> Text extract:
# Ex-Buck Sanders faced anxiety, depression



## Bubbles (Nov 12, 2005)

> Recently waived center Larry Sanders said he has received treatment for anxiety and depression.
> 
> Sanders, who was waived by the Milwaukee Bucks on Saturday night, which officially completed his buyout, said in a piece he wrote for The Players' Tribune that he sought treatment.
> 
> ...


http://espn.go.com/nba/story/_/id/12380418/larry-sanders-says-received-treatment-anxiety-depression


----------



## R-Star (Jun 13, 2002)

I'm so ****ing tired of these players saying how they just get money thrown at them when they enter the league like they're victims. The league has absolutely no obligation to teach these guys what to do with the money it pays them. And with that said they have programs to try to help these guys not fall into the same old pitfalls that most do, so him complaining when there's programs for exactly what he's playing victim about is a ****ing joke. 

And I'm glad he's completely dropped the whole charade that he'll never play ball again. Now all the sudden it's just "this year". The guy is going to be back in the league next year, which to me is an absolute ****ing joke.

> Task objective: According to the thread about Larry Sanders, which team waived him? The rows are separate material and have nothing to do with the thread.

> Supplied records:
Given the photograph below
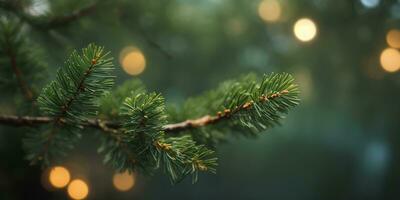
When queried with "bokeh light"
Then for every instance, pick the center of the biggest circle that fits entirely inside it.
(59, 177)
(305, 29)
(390, 60)
(370, 3)
(123, 181)
(132, 60)
(393, 38)
(269, 10)
(78, 189)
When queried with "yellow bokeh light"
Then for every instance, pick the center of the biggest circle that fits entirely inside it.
(269, 10)
(59, 177)
(390, 60)
(393, 38)
(123, 181)
(132, 60)
(305, 29)
(78, 189)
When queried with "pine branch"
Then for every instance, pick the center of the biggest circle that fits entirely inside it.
(69, 101)
(13, 120)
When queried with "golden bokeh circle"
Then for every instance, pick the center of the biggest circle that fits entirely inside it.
(269, 10)
(305, 29)
(78, 189)
(390, 60)
(132, 60)
(123, 181)
(393, 38)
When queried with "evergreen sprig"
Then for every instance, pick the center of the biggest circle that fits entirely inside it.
(70, 99)
(242, 107)
(142, 144)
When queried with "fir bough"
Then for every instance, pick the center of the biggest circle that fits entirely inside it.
(138, 131)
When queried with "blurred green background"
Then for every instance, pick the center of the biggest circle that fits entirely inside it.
(342, 142)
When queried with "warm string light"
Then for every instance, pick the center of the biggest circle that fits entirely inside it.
(393, 38)
(269, 10)
(123, 181)
(305, 29)
(59, 177)
(78, 189)
(132, 60)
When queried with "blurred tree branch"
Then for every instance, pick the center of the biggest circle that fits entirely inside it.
(54, 22)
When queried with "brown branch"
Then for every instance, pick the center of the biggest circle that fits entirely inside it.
(111, 126)
(17, 8)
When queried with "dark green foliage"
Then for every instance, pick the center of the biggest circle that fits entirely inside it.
(70, 100)
(17, 53)
(138, 140)
(111, 101)
(234, 94)
(142, 144)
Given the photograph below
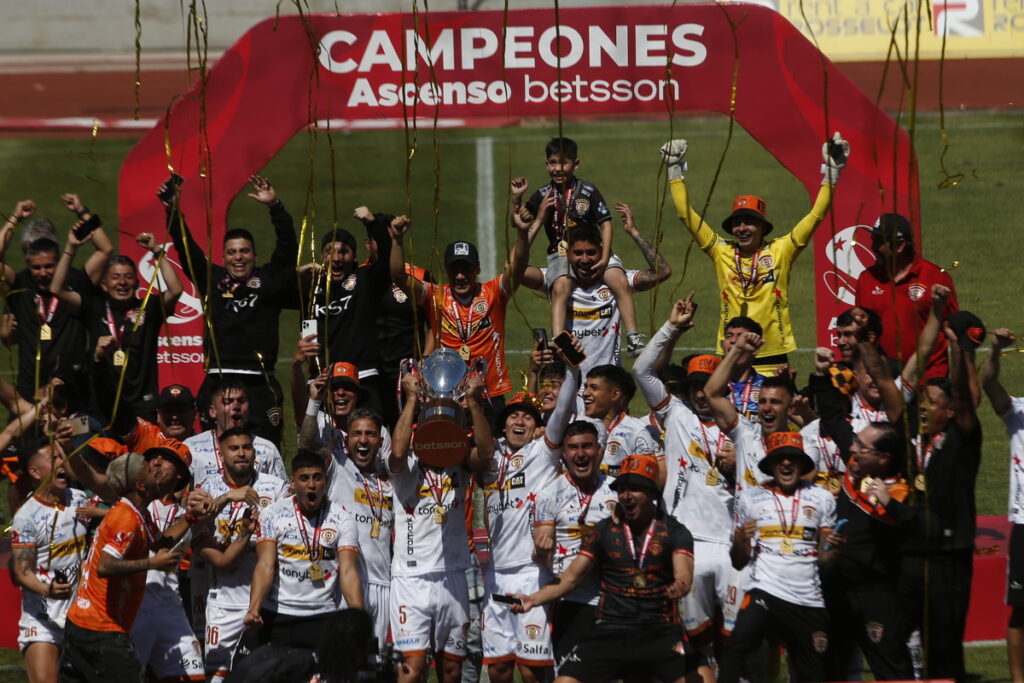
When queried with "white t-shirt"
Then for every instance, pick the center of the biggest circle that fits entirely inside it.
(421, 544)
(563, 505)
(230, 587)
(331, 531)
(784, 560)
(163, 586)
(1014, 420)
(41, 525)
(750, 450)
(511, 484)
(596, 323)
(369, 498)
(696, 494)
(206, 457)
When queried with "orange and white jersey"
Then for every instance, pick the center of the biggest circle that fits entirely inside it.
(229, 588)
(696, 492)
(369, 498)
(784, 559)
(206, 457)
(59, 540)
(511, 484)
(563, 505)
(111, 603)
(429, 519)
(301, 542)
(477, 324)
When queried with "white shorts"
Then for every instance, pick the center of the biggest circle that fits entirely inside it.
(31, 629)
(558, 265)
(430, 612)
(525, 638)
(164, 640)
(716, 586)
(223, 629)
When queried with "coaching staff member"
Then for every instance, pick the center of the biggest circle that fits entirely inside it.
(645, 560)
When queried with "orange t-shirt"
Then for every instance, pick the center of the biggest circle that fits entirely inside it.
(110, 603)
(478, 324)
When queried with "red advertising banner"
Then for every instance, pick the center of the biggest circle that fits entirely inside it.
(482, 68)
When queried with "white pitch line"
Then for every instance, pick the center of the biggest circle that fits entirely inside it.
(485, 206)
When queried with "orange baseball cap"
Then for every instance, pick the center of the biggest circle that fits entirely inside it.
(638, 470)
(748, 206)
(785, 444)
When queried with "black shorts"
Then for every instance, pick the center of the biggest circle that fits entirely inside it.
(1015, 567)
(97, 656)
(609, 653)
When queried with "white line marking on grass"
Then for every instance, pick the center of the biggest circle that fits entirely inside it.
(485, 206)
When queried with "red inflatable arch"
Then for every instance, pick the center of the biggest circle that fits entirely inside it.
(489, 71)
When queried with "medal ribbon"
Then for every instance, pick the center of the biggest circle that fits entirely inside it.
(648, 535)
(47, 315)
(313, 549)
(781, 512)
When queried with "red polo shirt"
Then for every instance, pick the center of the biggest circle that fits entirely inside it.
(903, 306)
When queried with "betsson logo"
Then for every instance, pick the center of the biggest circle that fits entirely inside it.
(460, 50)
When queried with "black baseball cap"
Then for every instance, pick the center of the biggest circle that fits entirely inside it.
(893, 226)
(175, 394)
(461, 251)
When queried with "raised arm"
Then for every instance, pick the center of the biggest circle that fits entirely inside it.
(399, 225)
(659, 348)
(997, 394)
(104, 248)
(717, 388)
(835, 154)
(22, 210)
(658, 269)
(68, 297)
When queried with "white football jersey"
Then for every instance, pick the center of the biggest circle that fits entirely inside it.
(511, 484)
(696, 493)
(229, 588)
(425, 542)
(369, 498)
(300, 542)
(784, 559)
(1014, 420)
(206, 457)
(60, 541)
(563, 505)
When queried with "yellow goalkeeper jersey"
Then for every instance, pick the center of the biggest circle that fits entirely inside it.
(756, 287)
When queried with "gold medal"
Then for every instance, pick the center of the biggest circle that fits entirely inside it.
(835, 483)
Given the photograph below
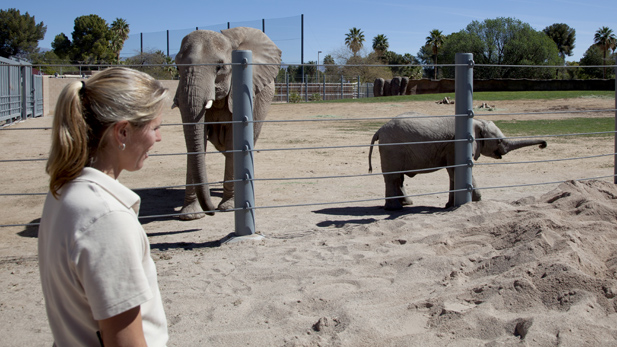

> Written answer: The Milwaukee Bucks.